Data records
+--

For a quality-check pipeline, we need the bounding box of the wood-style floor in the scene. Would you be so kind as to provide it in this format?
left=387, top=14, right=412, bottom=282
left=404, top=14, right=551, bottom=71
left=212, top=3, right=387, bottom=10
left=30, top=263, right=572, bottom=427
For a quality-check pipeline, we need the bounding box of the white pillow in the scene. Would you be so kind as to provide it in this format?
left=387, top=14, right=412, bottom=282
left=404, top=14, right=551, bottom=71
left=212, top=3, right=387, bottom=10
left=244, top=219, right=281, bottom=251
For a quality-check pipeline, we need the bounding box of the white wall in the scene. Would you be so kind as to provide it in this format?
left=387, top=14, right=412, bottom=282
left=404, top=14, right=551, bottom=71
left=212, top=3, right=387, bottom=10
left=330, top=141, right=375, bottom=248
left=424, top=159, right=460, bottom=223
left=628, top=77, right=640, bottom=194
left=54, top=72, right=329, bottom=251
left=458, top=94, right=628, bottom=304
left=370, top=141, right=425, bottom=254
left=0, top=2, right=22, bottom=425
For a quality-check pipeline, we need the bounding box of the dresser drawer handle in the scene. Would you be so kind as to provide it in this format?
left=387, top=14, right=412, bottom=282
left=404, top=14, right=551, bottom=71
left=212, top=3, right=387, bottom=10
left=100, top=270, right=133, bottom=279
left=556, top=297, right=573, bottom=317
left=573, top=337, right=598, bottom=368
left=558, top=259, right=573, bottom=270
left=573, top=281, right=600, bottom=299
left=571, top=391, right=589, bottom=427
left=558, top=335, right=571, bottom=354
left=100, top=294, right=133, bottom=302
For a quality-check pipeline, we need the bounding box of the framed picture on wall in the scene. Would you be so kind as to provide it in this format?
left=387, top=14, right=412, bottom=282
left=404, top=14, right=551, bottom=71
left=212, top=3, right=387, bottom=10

+--

◆ Problem description ◆
Write out the rows again, starting with the line with "the white wall" and going on through the line with "left=0, top=2, right=22, bottom=425". Add 135 to each coordinate in the answer boxes, and keep the request and its sample boxes unchanged.

◆ Solution ◆
For a quality-check pipeline, we need the bounding box of the white wall in the scene. Would you be so kind as to provide it in this format?
left=387, top=14, right=412, bottom=282
left=404, top=14, right=551, bottom=71
left=212, top=3, right=387, bottom=10
left=465, top=276, right=510, bottom=383
left=559, top=294, right=595, bottom=358
left=763, top=212, right=775, bottom=329
left=189, top=207, right=464, bottom=386
left=593, top=229, right=763, bottom=439
left=505, top=276, right=560, bottom=389
left=135, top=137, right=157, bottom=560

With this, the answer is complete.